§ Enunciado del ejercicio: Reescribe el fragmento del texto sobre Almería que empieza en "Nadie se podía" y termina en "por la radiactividad.", y pon "bombarderos" en lugar de "aviones".

§ Texto de origen:
Qué desgracia teníamos en Almería. Quién nos había echado el mal de ojo. Qué astros se alineaban para llenar de sombras nuestro destino. Otra vez se nos cruzaba por delante ese maldito cenizo que nos condenaba a ser pobres toda la vida, justo en el momento más inoportuno, cuando acabábamos de comernos las uvas para recibir el bendito año de 1966, una fecha marcada en rojo en nuestro calendario, un año lleno de esperanzas económicas en el que todo parecía programado para que el proyecto turístico de nuestra tierra se asentara definitivamente y cogiera cuerpo.
Nadie se podía imaginar lo que el cielo nos tenía preparado. Aquí estábamos acostumbrados a que del cielo nos llegaran las inundaciones que tanto daño causaban en nuestro infinito entramado de ramblas y en nuestros barrios más pobres, pero quién iba a pensar que en vez de chuzos de punta o de granizo, nos iban a caer dos aviones con bombas y lo que era peor aún, la incertidumbre de un mar contaminado por la radiactividad.

§ Material proporcionado:
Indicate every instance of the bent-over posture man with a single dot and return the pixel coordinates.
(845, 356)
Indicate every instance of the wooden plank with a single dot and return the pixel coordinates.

§ Resultado del ejercicio:
Nadie se podía imaginar lo que el cielo nos tenía preparado. Aquí estábamos acostumbrados a que del cielo nos llegaran las inundaciones que tanto daño causaban en nuestro infinito entramado de ramblas y en nuestros barrios más pobres, pero quién iba a pensar que en vez de chuzos de punta o de granizo, nos iban a caer dos bombarderos con bombas y lo que era peor aún, la incertidumbre de un mar contaminado por la radiactividad.